BEGIN Text provided
July 16, 2008

Study: Border fence will disrupt lives in Valley

By CHRISTOPHER SHERMAN
The Associated Press

McALLEN — The U.S.-Mexico border fence will make life harder on some South Texas farmers, damage valuable wildlife habitats, impair views and generally become an obstacle to border life, the Homeland Security Department acknowledged in an environmental study.

For the people of the Rio Grande Valley, the study said that there will be serious trade-offs for 70 miles of fence designed to help the Border Patrol control illegal immigration and smuggling. But it said residents will benefit from increased security against "illegal cross-border activity."

Construction could begin next week.

"If you live within a mile or so of the river, which is where the fence will be built, you are eternally sentenced to an unsafe existence," Eagle Pass Mayor Chad Foster, head of the anti-fence Texas Border Coalition, said in a statement.

However, some South Texas denizens will get a break: The fence will include hundreds of holes so the endangered ocelot and jaguarundi cats can get to the Rio Grande to drink. And if an animal falls in the hole during fence construction? The government will provide escape ramps, the plan said.

The Homeland Security Department’s Environmental Stewardship Plan for the Rio Grande Valley was criticized before it was ever released. The department drew up the plan after Secretary Michael Chertoff waived environmental studies required by federal law to speed fence construction.
END Text provided
Activity list -
- 1) In the border fence article, translate this sentence into Spanish: "The Homeland Security Department’s Environmental Stewardship Plan for the Rio Grande Valley was criticized before it was ever released."
- 2) Please answer these questions from the border fence article.
(a) How many miles of fence does the study cover for the Rio Grande Valley?
(b) Which two endangered cats are the holes in the fence meant for?
(c) Who waived the environmental studies required by federal law?
- 3) Copy a passage from the border fence article word for word. Begin at the words "Construction could begin" and stop after the words "in a statement.".
BEGIN Available data
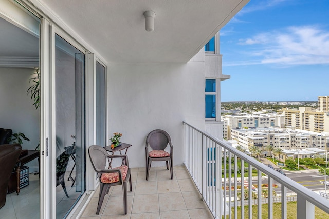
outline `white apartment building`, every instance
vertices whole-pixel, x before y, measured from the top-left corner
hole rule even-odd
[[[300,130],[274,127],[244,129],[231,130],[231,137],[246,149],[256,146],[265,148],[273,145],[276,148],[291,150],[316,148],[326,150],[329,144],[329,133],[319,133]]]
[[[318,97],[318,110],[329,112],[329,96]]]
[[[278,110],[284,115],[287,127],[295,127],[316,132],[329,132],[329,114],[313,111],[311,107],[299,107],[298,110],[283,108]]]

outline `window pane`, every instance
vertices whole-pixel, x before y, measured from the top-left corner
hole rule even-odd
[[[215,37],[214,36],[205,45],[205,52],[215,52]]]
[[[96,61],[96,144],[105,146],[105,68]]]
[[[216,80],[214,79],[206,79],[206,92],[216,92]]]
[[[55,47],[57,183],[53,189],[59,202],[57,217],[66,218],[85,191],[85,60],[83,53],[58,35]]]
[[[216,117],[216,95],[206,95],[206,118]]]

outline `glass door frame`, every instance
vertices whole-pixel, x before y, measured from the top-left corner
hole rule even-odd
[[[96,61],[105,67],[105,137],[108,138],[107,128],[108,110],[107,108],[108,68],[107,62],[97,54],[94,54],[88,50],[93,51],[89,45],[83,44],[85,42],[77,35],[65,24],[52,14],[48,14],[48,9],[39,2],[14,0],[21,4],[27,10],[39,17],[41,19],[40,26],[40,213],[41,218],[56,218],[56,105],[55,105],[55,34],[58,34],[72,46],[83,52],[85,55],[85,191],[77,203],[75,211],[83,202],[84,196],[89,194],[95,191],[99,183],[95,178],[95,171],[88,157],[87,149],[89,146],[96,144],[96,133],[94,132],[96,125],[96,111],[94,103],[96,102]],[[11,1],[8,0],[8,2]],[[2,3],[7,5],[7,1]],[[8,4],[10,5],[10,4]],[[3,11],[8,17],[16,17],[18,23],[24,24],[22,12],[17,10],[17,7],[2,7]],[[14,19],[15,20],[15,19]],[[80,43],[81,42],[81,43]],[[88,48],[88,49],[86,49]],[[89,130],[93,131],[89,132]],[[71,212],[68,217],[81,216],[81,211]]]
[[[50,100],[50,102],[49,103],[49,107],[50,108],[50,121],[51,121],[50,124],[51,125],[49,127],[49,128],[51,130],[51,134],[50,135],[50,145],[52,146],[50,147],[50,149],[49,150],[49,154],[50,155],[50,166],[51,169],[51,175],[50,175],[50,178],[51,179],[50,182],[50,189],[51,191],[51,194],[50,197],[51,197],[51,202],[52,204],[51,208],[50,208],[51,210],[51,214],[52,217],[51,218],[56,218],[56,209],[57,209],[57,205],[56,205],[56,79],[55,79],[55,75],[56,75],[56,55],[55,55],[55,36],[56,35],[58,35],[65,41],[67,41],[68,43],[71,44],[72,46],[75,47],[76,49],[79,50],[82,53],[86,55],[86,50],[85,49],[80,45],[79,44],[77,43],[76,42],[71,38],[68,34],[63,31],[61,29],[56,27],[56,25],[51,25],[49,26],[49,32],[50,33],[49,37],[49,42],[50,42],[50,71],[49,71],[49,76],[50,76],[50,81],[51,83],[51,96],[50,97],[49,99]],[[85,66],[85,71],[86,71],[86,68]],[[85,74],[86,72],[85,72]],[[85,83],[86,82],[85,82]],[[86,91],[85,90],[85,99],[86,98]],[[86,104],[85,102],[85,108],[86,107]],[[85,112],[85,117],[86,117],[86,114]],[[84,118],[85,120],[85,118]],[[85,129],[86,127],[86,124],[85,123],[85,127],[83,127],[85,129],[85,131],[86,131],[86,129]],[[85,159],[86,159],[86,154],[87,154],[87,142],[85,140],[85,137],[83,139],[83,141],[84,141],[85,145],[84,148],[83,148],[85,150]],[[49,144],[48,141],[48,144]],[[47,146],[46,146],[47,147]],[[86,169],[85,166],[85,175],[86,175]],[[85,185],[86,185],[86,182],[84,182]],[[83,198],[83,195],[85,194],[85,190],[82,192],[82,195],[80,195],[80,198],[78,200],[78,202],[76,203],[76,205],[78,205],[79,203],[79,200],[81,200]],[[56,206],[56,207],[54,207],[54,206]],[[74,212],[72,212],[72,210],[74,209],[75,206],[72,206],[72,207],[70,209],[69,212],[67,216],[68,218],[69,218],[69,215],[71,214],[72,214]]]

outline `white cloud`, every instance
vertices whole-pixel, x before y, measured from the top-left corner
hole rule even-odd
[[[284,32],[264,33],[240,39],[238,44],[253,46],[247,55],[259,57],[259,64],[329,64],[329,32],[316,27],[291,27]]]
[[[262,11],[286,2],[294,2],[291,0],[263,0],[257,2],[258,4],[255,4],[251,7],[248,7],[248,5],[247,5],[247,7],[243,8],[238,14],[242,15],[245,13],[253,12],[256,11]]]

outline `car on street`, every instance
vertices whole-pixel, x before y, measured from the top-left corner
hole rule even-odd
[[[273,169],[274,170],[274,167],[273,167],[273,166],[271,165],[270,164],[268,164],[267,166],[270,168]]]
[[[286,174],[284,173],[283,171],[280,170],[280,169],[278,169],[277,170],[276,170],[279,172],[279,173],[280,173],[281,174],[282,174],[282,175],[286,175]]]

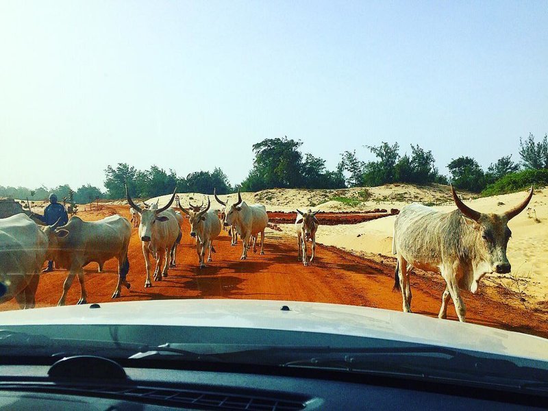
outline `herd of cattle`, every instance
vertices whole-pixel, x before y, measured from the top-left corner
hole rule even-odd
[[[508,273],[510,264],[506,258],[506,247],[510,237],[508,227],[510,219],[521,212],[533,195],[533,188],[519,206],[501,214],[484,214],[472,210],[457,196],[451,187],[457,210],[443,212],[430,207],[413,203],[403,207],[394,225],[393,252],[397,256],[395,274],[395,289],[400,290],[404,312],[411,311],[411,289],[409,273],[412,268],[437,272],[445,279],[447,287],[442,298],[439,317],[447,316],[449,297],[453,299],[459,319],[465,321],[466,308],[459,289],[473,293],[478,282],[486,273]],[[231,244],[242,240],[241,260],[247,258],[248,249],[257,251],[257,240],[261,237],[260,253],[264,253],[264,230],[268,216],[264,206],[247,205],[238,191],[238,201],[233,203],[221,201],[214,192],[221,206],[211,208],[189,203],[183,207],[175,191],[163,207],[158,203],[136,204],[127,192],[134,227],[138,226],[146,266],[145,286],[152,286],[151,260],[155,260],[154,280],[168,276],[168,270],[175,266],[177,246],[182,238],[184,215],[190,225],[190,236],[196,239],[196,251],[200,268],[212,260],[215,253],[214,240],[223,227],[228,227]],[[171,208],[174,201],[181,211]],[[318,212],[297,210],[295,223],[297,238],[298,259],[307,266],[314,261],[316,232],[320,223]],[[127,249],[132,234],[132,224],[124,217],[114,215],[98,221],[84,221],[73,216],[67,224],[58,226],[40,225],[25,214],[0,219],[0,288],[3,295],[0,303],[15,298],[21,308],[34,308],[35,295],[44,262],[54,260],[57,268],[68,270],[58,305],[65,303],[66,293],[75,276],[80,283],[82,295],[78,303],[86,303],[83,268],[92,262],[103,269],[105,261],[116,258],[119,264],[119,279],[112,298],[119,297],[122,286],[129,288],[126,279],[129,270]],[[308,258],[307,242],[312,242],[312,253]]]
END Available data
BEGIN Available data
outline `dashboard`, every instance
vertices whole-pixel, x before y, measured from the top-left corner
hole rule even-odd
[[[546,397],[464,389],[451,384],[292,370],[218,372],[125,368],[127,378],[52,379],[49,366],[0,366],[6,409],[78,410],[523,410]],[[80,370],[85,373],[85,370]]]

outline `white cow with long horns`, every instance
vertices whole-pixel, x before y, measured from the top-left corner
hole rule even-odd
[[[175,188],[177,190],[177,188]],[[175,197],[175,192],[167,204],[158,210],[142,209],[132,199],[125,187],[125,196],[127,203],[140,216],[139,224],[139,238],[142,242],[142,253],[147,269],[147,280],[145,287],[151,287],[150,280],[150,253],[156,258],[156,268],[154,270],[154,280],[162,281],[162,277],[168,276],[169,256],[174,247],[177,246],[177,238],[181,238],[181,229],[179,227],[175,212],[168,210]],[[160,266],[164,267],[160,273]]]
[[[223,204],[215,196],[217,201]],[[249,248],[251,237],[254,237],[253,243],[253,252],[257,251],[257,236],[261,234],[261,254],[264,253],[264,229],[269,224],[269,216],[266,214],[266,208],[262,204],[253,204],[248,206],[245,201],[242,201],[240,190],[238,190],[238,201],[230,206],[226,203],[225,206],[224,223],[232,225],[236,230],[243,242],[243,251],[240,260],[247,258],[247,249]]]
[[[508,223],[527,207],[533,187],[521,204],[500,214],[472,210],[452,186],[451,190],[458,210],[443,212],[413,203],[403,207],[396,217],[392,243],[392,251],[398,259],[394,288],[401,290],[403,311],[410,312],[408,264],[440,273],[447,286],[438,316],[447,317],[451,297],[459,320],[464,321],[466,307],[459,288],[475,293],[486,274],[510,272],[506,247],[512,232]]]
END Available data
BEGIN Available data
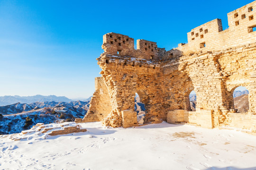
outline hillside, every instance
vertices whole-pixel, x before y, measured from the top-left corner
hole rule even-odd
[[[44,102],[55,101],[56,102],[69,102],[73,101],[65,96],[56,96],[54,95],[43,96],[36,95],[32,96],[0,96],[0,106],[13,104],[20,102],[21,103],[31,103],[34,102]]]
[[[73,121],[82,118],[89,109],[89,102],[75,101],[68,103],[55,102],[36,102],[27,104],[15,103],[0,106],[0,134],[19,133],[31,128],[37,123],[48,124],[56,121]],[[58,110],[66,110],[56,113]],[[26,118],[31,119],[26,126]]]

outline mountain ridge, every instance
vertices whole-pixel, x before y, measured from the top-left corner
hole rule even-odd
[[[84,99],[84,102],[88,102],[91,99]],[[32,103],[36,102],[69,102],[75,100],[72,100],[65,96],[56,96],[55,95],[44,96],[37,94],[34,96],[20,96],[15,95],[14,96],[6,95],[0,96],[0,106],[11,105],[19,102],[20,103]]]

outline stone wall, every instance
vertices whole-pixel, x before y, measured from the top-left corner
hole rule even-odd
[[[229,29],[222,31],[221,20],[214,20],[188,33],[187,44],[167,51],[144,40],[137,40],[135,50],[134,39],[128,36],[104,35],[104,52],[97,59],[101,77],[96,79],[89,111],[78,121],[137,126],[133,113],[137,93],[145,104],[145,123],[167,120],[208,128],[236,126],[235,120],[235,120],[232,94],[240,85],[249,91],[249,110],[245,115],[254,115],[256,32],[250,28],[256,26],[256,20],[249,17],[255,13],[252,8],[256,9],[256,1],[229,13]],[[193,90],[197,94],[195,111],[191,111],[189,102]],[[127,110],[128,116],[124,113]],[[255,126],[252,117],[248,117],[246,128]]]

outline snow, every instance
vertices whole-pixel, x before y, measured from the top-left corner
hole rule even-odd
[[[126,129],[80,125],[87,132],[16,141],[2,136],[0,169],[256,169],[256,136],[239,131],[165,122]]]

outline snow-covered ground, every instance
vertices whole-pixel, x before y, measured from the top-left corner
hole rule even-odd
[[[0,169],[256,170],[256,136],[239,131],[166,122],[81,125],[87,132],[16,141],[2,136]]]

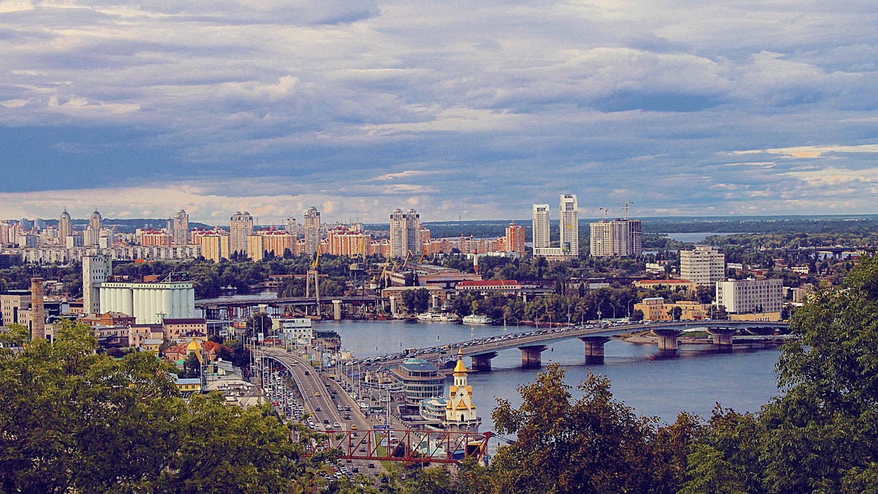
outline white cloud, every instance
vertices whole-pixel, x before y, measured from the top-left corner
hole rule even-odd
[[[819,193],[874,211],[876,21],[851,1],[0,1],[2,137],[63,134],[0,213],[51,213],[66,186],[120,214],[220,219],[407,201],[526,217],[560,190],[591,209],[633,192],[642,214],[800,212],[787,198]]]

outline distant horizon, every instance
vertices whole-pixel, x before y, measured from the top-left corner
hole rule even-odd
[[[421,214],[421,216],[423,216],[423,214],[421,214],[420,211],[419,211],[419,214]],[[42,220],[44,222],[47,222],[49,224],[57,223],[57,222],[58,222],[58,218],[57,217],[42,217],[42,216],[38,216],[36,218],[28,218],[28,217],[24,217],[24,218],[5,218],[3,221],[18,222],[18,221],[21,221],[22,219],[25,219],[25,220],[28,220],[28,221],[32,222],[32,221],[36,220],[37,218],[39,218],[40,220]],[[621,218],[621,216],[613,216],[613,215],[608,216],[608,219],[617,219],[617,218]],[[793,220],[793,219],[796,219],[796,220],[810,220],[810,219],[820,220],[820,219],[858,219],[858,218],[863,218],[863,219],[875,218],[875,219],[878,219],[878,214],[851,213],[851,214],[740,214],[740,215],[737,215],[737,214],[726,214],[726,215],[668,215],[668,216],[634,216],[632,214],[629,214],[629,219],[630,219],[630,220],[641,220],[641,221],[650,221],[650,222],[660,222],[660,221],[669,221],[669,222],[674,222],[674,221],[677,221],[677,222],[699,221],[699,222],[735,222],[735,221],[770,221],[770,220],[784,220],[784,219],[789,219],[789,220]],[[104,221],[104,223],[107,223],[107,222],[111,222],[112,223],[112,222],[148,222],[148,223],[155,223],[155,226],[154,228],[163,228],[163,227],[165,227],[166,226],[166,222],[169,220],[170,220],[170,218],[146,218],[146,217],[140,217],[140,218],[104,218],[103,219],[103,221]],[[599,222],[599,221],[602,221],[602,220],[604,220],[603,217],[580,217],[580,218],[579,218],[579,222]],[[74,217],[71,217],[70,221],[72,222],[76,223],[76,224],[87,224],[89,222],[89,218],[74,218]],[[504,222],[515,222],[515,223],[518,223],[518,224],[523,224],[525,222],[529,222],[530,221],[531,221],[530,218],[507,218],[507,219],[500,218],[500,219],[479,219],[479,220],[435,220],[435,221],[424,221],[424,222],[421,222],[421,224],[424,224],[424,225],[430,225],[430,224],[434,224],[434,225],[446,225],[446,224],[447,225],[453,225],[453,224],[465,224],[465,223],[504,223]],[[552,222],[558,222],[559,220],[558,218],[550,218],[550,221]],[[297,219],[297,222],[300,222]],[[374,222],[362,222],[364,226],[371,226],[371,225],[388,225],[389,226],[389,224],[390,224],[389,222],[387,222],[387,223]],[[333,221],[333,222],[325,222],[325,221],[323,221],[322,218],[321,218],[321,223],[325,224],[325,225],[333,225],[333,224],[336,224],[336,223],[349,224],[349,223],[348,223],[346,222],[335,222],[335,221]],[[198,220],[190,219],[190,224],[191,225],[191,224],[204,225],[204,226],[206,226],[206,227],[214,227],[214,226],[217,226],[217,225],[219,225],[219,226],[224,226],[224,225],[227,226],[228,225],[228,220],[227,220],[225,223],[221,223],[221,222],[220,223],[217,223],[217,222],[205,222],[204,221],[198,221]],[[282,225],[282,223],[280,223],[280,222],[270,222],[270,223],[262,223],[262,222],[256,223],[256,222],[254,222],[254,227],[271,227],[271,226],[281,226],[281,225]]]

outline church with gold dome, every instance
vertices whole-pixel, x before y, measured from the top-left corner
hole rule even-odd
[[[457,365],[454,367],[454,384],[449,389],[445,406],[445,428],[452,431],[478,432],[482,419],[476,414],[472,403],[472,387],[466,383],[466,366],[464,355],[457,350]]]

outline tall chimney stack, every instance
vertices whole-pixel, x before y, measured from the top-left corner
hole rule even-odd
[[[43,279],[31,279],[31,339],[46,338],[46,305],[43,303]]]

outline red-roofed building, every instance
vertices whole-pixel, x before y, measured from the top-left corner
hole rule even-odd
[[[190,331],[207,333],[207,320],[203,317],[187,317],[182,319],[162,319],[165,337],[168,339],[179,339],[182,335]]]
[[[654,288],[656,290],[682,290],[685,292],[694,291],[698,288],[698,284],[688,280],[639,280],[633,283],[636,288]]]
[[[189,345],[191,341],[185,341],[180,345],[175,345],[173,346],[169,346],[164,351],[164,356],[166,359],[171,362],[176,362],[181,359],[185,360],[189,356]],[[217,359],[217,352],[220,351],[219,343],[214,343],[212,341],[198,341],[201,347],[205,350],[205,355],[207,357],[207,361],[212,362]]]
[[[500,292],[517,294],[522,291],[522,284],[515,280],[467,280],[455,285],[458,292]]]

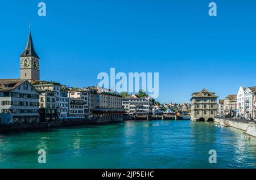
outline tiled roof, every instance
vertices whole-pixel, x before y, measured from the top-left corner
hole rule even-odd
END Available data
Results for the exercise -
- 1) El Plan de Gestión Ambiental del Departamento de Seguridad Nacional para el Valle del Río Grande fue criticado antes de que siquiera se publicara.

- 2)
(a) 70 miles
(b) The ocelot and the jaguarundi
(c) Secretary Michael Chertoff

- 3)
Construction could begin next week.

"If you live within a mile or so of the river, which is where the fence will be built, you are eternally sentenced to an unsafe existence," Eagle Pass Mayor Chad Foster, head of the anti-fence Texas Border Coalition, said in a statement.